### DOCUMENT TEXT
==================================================
‘An admired community leader and a remarkable person’


RIP Dr Raman Marar OAM


Raman Perumpillil Marar, a much admired community leader in Melbourne, passed away peacefully in Melbourne, on 31 January 2015. His exemplary service to the Indian and Hindu communities in Victoria over 40 years is now part of the legend that is Dr Marar.

Dr Marar was born in Cheranellore, Kerala, India, in 1927. After finishing his secondary education in Kerala, B.Sc. in Madras and M.Sc in Mumbai, he worked in New Delhi and subsequently took up a teaching position in Karnal (Haryana) at the first Sainik School in India.

He migrated to Australia in 1964, taught Mathematics and Science in New South Wales before moving to Melbourne in 1967, from where he obtained his B.Ed. and M.Ed. degrees at Monash University and PhD at La Trobe University in 1982. He retired from his teaching role at Swinburne University in 1994.

His doctoral thesis on “a cost benefit analysis of the Harijan education program of Kerala” was a strong pointer to his deep commitment to community and social values in later years. Almost immediately after his arrival in Australia, he embarked on his mission to help those who needed assistance in settling down in Australia and solving their personal and family issues.

In 2002, Dr Marar was awarded the prestigious Order of Australia Medal, OAM, for service to the Indian community.

Dr Marar initiated and developed many worthwhile projects for the community, particularly in Victoria. These include his pioneering efforts that contributed to the establishment of the iconic Shri Shiva-Vishnu temple in Carrum Downs which is now a focal point for Hindu religious worship here.

He contributed vigorously and constructively in leadership roles in various associations and committees. He was president of the Hindu Society of Victoria, president and subsequently patron of the Malayalee Association of Victoria, and president of the Federation of Indian Associations of Victoria (FIAV). During his presidency of FIAV, he implemented several initiatives, for example the appointment of the first community social worker, annual awards for outstanding VCE students and essay competitions for juniors. The successful FIAV’s Golden Jubilee celebrations of India’s independence in 1997 was a great testament to the tireless and inclusive approach of this doyen of our community.

Dr Marar was Deputy Chairperson of the Australia Chapter of the World Conference on Religion and Peace for several years. He also served as general secretary of the Shri Ramakrishna Vedanta Society of Victoria and Vice President of the Vivekananda Yoga Education Research and Therapy Institute in Melbourne.

Dr Marar was an enthusiastic supporter of the Indian performing arts in Melbourne, generously donating annual scholarships to deserving students at several music and dance schools here on several occasions.

Above all, Dr Marar was gentle and humane. Soft spoken and humble, his diplomacy, hard work and ready commitment to help and mentor those in need will always be remembered.

In his endeavours, Dr Marar had the unstinting support of Mrs Sathy Marar, who is equally warm hearted and unassuming, children Sudheesh and Sunita and her husband Cameron.
==================================================
### LISTED ENTRIES

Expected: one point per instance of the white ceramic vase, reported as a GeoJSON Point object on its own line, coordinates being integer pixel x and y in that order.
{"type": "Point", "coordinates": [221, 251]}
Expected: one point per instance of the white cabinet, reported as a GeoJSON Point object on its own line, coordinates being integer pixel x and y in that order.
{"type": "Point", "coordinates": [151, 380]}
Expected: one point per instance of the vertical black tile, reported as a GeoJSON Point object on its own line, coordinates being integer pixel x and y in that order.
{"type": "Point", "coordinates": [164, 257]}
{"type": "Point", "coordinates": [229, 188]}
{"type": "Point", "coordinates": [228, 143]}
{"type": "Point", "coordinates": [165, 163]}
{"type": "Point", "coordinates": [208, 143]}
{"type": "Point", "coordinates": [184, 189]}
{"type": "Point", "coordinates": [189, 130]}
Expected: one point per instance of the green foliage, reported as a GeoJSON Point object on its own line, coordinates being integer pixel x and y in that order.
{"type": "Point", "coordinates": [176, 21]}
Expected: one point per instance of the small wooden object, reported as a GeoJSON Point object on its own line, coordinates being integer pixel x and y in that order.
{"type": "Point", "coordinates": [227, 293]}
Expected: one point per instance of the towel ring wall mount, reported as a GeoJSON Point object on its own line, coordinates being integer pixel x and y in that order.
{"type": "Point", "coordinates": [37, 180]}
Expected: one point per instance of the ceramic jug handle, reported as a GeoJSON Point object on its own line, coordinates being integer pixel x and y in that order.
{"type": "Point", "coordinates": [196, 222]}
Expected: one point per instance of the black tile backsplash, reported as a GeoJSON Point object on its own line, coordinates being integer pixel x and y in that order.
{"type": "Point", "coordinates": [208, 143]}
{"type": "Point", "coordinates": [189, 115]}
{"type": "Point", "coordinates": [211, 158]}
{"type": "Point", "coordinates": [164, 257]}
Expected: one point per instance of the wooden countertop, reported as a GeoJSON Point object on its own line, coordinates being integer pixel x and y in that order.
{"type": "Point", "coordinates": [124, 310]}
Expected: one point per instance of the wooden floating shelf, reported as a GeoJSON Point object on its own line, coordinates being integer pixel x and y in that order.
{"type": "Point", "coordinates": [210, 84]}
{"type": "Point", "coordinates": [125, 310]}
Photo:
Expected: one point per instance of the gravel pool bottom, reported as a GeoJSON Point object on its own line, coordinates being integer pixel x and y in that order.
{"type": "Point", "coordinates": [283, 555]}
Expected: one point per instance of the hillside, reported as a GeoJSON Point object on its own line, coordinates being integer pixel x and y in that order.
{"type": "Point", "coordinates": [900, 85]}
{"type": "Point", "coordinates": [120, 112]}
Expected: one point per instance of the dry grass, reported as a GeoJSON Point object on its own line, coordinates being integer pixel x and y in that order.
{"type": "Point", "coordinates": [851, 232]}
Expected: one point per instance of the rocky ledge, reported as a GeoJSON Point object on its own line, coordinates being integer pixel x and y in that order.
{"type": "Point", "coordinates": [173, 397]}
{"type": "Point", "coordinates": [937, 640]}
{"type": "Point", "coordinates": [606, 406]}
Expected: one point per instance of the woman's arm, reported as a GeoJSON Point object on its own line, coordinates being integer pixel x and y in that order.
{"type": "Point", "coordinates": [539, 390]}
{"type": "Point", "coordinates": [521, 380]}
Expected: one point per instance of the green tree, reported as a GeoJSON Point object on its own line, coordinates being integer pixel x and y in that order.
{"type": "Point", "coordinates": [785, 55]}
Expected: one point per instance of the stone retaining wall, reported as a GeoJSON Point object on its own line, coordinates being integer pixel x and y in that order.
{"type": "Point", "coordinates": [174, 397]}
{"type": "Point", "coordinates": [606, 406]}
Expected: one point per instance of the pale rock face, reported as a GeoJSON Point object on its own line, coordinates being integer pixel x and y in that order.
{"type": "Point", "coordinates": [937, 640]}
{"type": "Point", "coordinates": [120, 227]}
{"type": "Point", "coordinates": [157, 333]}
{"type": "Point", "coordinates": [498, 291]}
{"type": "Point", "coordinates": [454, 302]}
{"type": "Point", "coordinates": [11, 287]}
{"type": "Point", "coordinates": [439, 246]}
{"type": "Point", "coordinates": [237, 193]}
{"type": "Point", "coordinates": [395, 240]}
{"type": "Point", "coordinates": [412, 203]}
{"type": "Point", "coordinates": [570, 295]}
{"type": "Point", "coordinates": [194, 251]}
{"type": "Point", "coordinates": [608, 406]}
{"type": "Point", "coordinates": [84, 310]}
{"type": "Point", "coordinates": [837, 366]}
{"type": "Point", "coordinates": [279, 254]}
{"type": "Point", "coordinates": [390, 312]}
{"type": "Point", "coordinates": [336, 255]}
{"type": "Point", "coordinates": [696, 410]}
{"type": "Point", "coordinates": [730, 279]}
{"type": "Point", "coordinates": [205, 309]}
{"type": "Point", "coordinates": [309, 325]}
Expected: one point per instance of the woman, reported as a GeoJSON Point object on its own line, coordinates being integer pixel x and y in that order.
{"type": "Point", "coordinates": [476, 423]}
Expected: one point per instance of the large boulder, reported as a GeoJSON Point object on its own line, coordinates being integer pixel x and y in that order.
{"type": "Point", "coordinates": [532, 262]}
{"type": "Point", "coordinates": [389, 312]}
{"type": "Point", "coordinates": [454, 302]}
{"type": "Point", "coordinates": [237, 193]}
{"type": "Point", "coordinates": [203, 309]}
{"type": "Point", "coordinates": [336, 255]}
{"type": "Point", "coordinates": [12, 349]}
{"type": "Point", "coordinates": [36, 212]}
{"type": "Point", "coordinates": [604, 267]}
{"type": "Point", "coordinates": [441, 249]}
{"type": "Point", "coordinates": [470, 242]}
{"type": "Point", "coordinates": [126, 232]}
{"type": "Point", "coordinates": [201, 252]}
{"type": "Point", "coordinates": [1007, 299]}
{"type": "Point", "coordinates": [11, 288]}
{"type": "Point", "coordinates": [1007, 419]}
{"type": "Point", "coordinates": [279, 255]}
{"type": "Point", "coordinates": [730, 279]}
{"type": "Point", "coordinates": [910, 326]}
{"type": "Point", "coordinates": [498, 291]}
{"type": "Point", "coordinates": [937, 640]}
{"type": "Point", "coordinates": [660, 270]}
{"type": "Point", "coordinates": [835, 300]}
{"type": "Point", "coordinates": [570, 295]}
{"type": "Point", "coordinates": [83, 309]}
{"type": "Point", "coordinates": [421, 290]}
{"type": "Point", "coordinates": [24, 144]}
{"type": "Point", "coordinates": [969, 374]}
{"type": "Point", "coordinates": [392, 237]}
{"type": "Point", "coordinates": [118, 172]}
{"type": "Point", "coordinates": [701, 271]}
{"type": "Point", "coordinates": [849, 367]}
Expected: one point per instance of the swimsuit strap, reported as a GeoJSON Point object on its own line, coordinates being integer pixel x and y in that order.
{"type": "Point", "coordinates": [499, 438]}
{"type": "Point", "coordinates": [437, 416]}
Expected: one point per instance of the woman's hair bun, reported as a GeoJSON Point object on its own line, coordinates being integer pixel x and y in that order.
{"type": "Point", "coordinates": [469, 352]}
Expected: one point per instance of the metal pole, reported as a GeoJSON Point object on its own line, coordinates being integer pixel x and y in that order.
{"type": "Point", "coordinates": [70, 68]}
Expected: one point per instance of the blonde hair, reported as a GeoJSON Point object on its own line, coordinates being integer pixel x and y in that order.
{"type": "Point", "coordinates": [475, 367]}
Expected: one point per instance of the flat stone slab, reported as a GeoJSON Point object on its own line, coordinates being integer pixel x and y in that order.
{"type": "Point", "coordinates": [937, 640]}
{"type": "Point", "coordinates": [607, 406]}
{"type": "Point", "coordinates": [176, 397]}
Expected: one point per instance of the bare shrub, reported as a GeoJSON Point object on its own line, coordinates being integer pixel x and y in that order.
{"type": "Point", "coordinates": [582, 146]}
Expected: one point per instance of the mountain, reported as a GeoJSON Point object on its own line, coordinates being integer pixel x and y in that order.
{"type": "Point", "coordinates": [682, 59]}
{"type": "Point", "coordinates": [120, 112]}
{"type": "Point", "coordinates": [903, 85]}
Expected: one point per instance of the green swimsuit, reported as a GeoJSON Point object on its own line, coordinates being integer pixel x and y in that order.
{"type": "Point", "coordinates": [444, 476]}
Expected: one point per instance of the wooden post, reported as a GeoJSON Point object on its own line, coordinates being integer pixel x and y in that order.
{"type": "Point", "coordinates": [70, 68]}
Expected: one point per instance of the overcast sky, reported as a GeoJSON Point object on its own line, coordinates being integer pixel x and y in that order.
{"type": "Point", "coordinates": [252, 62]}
==================================================
### WHAT TO DO
1. In what year did Dr Marar receive the Order of Australia Medal, according to the obituary?
2. Copy the part of the obituary from "Dr Marar was an" to "always be remembered.".
The material above comes from a different source than the obituary.

### RESULTS IN ORDER
1. 2002

2.
Dr Marar was an enthusiastic supporter of the Indian performing arts in Melbourne, generously donating annual scholarships to deserving students at several music and dance schools here on several occasions.

Above all, Dr Marar was gentle and humane. Soft spoken and humble, his diplomacy, hard work and ready commitment to help and mentor those in need will always be remembered.